START Document extract

Genus of cichlid fishes

Cryptoheros is a genus of small cichlid fishes from Central America and southeast Mexico. They reach up to 13 cm in length.

==Taxonomy and species==
The genus formerly contained nine species that had been included within the genus Archocentrus. The convict cichlid has sometimes been placed within the genus Cryptoheros as well, but is now considered a member of the genus Amatitlania. Several other species such as Amatitlania septemfasciata and Amatitlania sajica had also once been included within Cryptoheros.

END Document extract
START Information

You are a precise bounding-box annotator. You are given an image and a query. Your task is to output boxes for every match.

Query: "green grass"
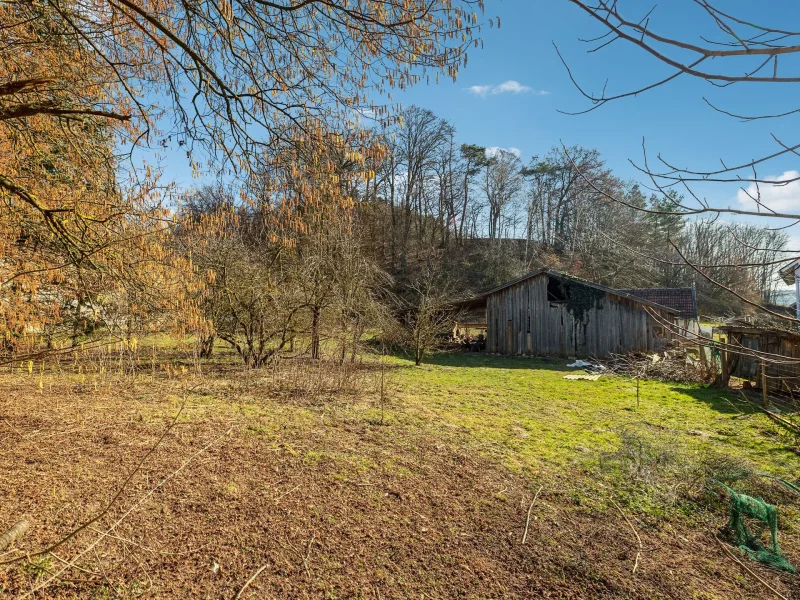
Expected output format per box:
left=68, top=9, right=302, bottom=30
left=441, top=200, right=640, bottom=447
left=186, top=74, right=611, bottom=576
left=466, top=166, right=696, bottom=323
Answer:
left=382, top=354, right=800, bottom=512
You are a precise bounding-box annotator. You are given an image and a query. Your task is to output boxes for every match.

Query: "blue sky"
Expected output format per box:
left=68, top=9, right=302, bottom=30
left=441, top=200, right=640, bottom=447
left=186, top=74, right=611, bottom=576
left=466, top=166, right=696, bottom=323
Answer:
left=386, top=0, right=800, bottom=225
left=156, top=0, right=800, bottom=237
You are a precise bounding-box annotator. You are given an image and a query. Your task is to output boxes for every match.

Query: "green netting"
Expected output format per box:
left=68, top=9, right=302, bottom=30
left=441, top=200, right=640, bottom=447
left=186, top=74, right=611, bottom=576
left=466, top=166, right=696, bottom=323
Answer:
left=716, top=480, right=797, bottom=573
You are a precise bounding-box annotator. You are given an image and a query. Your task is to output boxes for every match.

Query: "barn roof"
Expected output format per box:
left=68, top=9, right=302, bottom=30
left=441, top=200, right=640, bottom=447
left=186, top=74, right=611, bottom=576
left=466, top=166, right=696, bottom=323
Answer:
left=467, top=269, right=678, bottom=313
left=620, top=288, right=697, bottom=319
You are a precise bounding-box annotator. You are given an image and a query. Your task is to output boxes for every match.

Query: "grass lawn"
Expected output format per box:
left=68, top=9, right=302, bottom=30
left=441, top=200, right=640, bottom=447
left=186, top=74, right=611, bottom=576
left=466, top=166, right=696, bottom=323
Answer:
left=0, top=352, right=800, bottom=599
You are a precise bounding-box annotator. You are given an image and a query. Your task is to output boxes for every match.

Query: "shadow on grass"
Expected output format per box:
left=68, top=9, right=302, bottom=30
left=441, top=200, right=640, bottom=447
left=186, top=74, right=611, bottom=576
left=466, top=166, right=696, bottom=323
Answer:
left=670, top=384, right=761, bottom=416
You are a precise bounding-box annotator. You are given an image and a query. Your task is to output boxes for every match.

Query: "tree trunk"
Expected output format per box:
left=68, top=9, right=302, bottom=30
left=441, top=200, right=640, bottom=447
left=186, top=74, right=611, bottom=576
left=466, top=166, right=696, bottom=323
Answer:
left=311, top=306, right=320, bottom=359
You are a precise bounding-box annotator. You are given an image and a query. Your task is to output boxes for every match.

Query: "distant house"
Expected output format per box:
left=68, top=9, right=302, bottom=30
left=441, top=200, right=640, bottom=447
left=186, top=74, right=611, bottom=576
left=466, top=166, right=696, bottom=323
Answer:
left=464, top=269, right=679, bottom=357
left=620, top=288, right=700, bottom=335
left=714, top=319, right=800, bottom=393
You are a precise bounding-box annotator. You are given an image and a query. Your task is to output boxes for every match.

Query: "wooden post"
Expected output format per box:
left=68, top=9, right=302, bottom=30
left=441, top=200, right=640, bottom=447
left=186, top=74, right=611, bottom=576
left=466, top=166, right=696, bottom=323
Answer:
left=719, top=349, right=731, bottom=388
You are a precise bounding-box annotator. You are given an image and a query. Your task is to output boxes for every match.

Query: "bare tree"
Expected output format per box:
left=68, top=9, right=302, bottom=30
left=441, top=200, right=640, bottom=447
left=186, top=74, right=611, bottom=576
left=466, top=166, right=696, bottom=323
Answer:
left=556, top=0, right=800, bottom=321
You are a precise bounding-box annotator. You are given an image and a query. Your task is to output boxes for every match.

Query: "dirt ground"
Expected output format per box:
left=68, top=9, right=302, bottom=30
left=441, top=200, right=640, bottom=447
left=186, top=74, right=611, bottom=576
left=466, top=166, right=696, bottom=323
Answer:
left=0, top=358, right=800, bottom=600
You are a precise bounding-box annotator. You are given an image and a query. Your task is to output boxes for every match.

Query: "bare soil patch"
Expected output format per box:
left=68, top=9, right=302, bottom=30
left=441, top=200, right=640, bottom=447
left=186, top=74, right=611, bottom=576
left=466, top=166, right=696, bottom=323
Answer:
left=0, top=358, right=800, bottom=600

END Information

▶ [Problem to solve] Summarize the Cryptoheros passage in two sentences.

▶ [Exercise response] Cryptoheros is a genus of small cichlid fishes from Central America and southeast Mexico that grow up to 13 cm long. The genus formerly contained nine species that had been included within Archocentrus, and the convict cichlid, Amatitlania septemfasciata, and Amatitlania sajica have all at some point been placed in Cryptoheros, though the convict cichlid is now considered a member of Amatitlania.